+++ Gösterilen Metin +++

UMDETU’L AHKAM |
NİKAH BÖLÜMÜ |
ZiFAFTAN SONRA KOCANIN, BAKİRENİN VE DULUN YANINDA
KALMASINI HAK ETTİĞİ SÜRENİN NE KADAR OLDUĞU |
3611-44/6- Bize Yahya b.
Yahya tahdis etti, bize Huşeym, Halid'den haber verdi, o Ebu Kilabe'den, o Enes
b. Malik'den şöyle dediğini nakletti: Bir kimse dul kadın üzerine bakire ile
evlenecek olursa onun yanında yedi gün kalır. Eğer bakire üzerine dul kadın ile
evlenecek olursa onun yanında üç gün kalır.
Halid dedi ki: Eğer ben
o (Ebu Kilabe) bu hadisi (Nebi (Sallallahu aleyhi ve Sellem)'e merfu olarak
rivayet etti desem şüphesiz doğru söylemiş olurum ama o: Sünnet böyledir
demiştir.
3612-45/7- Bana Muhammed
b. Hafi' de tahdis etti, bize Abdurrezzak tahdis etti, bize Süfyan, Eyyub ve
Halid el-Hazza'dan haber verdi, o Ebu Kilabe'den, o Enes'den şöyle dediğini
rivayet etti: Bakire'nin yanında yedi gün kalması sünnettendir. Halid dedi ki:
Eğer istersem: Onu Nebi (s.a.v.)'e merfu olarak isnad etti, dahi diyebilirim.
Açıklama:
(3606)
"Süfyan'dan, o Muhammed b. Ebu Bekir'den, o Abdulmelik b.
Ebu Bekir b.
Abdurrahman b. el-Haris b. Hişam'dan, o, babasından, o Ümmü Seleme'den rivayet
ettiğine göre Rasulullah (s.a.v.) Ümmü Seleme ile evlendiğinde yanında üç gün
kald!..." Malik'in rivayetinde (3607) Abdullah b. Ebu Bekir'den, o Ebu
Bekir b. Abdurrahman'dan rivayet ettiğine göre Nebi (s.a.v.) Ümmü Seleme ile
evlendiği zaman ... " aynı şekilde bunu (3608) "Süleyman b.
Bilal" den mürselolarak da rivayet edip bundan sonra da (3610) Hafs b.
Rİyaz'dan tıpkı Süfyan'ın rivayetinde olduğu gibi muttasıl olarak rivayet
etmektedir:
Rasulullah (s.a.v.)'in
Ümmü Seleme (r.anha)'ya evlendikten sonra yanında üç gün kalıp: " Eşim
olarak ben seni aşağılayacak değilim. Dilersen senin yanında yedi gün kalırım.

+++

▶ [Yapılacak İşler]
**a.** Gösterilen metinde "Rİyaz'dan tıpkı Süfyan'ın" ile başlayıp "yedi gün kalırım." ile biten kısmı, "Dilersen" yerine "İstersen" koyarak düzenleyip yeniden yazın.
**b.** Gösterilen metne göre Halid'in, Ebu Kilabe'nin hadisi Nebi'ye merfu olarak rivayet ettiğini söylemek yerine neden onun sözünü aktardığını bir ile üç cümleyle açıklayın.

+++ Kayıtlı Veriler +++

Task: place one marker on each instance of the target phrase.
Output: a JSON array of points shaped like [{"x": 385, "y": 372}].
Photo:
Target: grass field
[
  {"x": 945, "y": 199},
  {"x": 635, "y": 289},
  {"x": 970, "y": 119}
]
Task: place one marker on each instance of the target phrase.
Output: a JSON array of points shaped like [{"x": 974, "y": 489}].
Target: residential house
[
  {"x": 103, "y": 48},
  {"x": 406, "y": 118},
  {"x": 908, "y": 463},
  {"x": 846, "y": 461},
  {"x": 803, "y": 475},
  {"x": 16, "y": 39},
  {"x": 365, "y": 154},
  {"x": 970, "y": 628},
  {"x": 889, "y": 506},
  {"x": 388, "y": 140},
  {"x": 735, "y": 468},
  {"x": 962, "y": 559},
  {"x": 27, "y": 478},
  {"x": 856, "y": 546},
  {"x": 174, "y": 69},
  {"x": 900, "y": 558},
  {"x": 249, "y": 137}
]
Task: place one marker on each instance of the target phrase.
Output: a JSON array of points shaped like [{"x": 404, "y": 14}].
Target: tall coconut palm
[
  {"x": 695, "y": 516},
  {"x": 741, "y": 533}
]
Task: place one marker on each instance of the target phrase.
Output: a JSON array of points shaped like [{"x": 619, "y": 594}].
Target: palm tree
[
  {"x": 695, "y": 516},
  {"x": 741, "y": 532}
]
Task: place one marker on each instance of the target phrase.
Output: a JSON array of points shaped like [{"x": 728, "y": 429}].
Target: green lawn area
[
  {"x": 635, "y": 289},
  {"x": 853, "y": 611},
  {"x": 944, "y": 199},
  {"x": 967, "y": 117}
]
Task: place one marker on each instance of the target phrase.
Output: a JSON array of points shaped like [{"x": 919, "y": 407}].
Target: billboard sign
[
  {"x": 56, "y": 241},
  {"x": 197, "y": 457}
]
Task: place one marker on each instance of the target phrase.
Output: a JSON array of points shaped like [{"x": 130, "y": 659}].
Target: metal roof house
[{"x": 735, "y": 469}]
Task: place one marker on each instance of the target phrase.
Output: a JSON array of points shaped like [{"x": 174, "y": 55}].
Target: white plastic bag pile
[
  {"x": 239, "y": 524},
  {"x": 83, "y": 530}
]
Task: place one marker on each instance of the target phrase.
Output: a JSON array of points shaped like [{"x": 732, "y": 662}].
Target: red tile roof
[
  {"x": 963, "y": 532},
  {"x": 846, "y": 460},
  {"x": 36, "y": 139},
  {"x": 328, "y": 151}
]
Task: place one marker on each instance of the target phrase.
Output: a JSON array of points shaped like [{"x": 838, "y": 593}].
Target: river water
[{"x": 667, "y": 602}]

+++

▶ [Çözümler]
**a.**
Rİyaz'dan tıpkı Süfyan'ın rivayetinde olduğu gibi muttasıl olarak rivayet
etmektedir:
Rasulullah (s.a.v.)'in
Ümmü Seleme (r.anha)'ya evlendikten sonra yanında üç gün kalıp: " Eşim
olarak ben seni aşağılayacak değilim. İstersen senin yanında yedi gün kalırım.

**b.** Halid, Ebu Kilabe'nin bu hadisi Nebi'ye (Sallallahu aleyhi ve Sellem) merfu olarak rivayet ettiğini söylese doğru söylemiş olacağını belirtir. Ancak Ebu Kilabe hadisi bu şekilde nispet etmemiş, "Sünnet böyledir" demiştir. Halid de bu yüzden onun kendi sözünü aktarır.